Nothing in the records may be changed; retype them in full.

══ Source material

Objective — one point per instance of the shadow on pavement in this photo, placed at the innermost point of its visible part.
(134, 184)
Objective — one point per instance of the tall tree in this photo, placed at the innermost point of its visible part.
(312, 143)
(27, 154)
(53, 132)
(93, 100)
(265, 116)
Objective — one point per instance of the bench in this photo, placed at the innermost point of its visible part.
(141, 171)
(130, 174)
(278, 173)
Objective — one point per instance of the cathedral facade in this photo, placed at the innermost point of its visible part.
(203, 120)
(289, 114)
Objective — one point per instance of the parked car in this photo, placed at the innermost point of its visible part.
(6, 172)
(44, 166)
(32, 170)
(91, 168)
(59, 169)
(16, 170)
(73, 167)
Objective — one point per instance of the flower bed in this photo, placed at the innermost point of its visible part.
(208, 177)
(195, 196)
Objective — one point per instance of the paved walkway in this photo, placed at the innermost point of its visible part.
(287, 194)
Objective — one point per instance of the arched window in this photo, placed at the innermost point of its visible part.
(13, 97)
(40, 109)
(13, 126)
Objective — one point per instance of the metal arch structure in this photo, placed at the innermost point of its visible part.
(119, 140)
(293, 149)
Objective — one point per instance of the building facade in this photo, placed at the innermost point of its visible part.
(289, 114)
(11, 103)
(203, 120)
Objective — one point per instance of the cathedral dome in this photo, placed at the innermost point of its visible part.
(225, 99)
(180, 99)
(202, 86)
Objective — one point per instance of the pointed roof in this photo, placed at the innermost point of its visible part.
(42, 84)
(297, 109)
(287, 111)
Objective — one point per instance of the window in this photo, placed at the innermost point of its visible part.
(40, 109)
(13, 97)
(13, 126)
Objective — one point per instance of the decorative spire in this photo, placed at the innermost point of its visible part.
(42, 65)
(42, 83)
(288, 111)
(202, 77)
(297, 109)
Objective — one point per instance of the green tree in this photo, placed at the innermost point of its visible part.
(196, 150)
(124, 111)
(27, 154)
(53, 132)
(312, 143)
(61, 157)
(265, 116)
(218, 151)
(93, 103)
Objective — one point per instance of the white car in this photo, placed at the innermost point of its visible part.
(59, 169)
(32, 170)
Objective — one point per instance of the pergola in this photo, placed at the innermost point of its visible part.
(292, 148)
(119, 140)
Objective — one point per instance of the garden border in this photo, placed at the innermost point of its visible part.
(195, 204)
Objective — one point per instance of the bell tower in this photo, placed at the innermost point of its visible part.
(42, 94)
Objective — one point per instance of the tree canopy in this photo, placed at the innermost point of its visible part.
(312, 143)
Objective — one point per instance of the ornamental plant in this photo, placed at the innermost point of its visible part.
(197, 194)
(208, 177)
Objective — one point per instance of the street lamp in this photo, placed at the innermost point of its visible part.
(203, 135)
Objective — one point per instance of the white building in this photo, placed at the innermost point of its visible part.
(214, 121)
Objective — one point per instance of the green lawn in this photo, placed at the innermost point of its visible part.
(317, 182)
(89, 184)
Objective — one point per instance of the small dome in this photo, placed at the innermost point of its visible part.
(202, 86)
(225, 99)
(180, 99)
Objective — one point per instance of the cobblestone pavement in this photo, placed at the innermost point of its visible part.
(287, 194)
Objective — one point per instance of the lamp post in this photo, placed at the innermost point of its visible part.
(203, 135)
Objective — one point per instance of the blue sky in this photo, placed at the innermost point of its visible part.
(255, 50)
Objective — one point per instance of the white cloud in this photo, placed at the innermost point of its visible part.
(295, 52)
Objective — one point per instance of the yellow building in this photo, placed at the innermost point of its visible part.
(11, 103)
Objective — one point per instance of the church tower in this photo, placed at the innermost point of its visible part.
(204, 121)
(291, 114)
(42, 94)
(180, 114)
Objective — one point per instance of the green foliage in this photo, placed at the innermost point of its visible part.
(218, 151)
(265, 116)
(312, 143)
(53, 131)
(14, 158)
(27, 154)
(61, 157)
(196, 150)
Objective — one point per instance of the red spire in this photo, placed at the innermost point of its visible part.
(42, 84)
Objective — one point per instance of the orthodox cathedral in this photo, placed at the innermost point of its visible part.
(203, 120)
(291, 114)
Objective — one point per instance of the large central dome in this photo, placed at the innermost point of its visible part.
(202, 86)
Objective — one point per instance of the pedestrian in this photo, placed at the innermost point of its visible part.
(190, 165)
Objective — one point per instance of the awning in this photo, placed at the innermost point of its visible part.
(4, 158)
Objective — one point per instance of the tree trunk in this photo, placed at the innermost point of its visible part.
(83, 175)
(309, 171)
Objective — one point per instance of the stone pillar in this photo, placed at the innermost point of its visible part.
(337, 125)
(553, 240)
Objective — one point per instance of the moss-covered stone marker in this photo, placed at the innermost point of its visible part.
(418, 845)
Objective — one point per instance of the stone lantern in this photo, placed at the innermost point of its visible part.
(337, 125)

════

> Response below
Objective — one point per instance of the shadow on pavement in this photo, placed at the innermost point of its visible part.
(134, 184)
Objective — one point per instance of the tall tree in this photo, placed at the innermost point of its visible part.
(312, 143)
(27, 154)
(53, 132)
(93, 100)
(265, 116)
Objective — one point per instance of the bench in this photo, placed at the innermost point of its visible part.
(141, 171)
(130, 174)
(278, 173)
Objective — one point per instance of the cathedral facade in this photo, placed at the innermost point of its visible part.
(203, 120)
(289, 114)
Objective — one point per instance of the parked car in this photo, placed at the innermost point of its visible part.
(6, 172)
(44, 166)
(32, 170)
(91, 168)
(59, 169)
(16, 170)
(73, 167)
Objective — one point per instance of the flower bed in this photo, placed at the innermost point of its visible part.
(208, 177)
(195, 196)
Objective — one point per instance of the paved walkway in this photo, placed at the innermost point of its visible part.
(287, 194)
Objective — one point per instance of the arched window in this photo, placed at the innermost point of its visible part.
(13, 97)
(40, 109)
(13, 126)
Objective — one point per instance of the metal arch structure in this photo, placed at the innermost point of its visible part.
(119, 140)
(293, 149)
Objective — one point per instance of the building facade in this photo, placed at the innermost point of its visible part.
(289, 114)
(11, 103)
(203, 120)
Objective — one point per instance of the cathedral dome in this photo, placed at the innermost point of its visible part.
(225, 99)
(180, 99)
(202, 86)
Objective — one point per instance of the pointed roof in this photo, placed at the innermost point of its visible part.
(42, 84)
(297, 109)
(287, 111)
Objective — one point per instance of the window in this photo, placed at the innermost point of its visible part.
(40, 109)
(13, 97)
(13, 126)
Objective — one point per instance of the decorative spire in this photo, placed at the innermost point of its visible part.
(42, 65)
(42, 83)
(288, 111)
(202, 77)
(297, 109)
Objective — one point per instance of the green tree in this photo, placed at the innermost point of its visible part.
(196, 150)
(124, 111)
(27, 154)
(53, 132)
(312, 143)
(61, 157)
(265, 116)
(218, 151)
(93, 103)
Objective — one point per instance of the white car in this photo, placed at the innermost point of its visible part.
(59, 169)
(32, 170)
Objective — one point per instance of the pergola in this photo, placed at the innermost point of its visible part.
(292, 148)
(119, 140)
Objective — one point per instance of the garden border in this photo, placed at the innermost point of its visible part.
(195, 204)
Objective — one point per instance of the bell tower in this photo, placed at the innermost point of its visible part.
(42, 94)
Objective — one point per instance of the tree canopy in this photo, placed at the innermost point of its visible part.
(312, 143)
Objective — one point per instance of the ornamental plant in this photo, placed at the innermost point of its visible part.
(197, 194)
(208, 177)
Objective — one point per instance of the street lamp in this photo, placed at the innermost point of its visible part.
(203, 135)
Objective — one point per instance of the white building in this photo, placed at the innermost point of its visible part.
(214, 121)
Objective — one point per instance of the green lawn in this photo, placed at the innermost point of its visible part.
(317, 182)
(89, 184)
Objective — one point per instance of the small dome in this photo, placed at the innermost point of its visible part.
(202, 86)
(225, 99)
(180, 99)
Objective — one point per instance of the cobblestone pavement in this photo, placed at the innermost point of its visible part.
(287, 194)
Objective — one point per instance of the lamp post in this photo, placed at the innermost point of its visible part.
(203, 135)
Objective — one point per instance of the blue sky in this photo, placed at the innermost point of its visible part.
(255, 50)
Objective — one point per instance of the white cloud in this photo, placed at the innermost point of its visible part.
(295, 52)
Objective — one point per instance of the yellow building in this photo, placed at the innermost point of its visible part.
(11, 103)
Objective — one point per instance of the church tower in this photo, placed at the innermost point of its visible part.
(204, 121)
(291, 114)
(42, 94)
(180, 114)
Objective — one point per instance of the green foliage in this photo, placed at the innermost point of its visible part.
(218, 151)
(265, 116)
(312, 143)
(53, 131)
(14, 158)
(27, 154)
(61, 157)
(196, 150)
Objective — one point per instance of the red spire in this photo, placed at the innermost point of its visible part.
(42, 84)
Objective — one point per instance of the orthodox cathedral in this photo, placed at the innermost point of its visible part.
(203, 120)
(291, 114)
Objective — one point per instance of the large central dome in this photo, placed at the innermost point of its visible part.
(202, 86)
Objective — one point per instance of the pedestrian in this photo, placed at the innermost point of its visible part.
(190, 165)
Objective — one point per instance of the awning in this photo, placed at the innermost point of its visible part.
(4, 158)
Objective — one point per instance of the tree trunk in this photo, placed at the innermost point of its visible part.
(83, 175)
(309, 171)
Objective — one point per instance of the stone pillar in this photo, placed at the innermost point of its visible part.
(337, 125)
(553, 240)
Objective — one point per instance of the moss-covered stone marker in this photo, placed at the innermost point of its visible part.
(418, 845)
Objective — one point per instance of the stone lantern in this photo, placed at the innermost point of its visible part.
(337, 125)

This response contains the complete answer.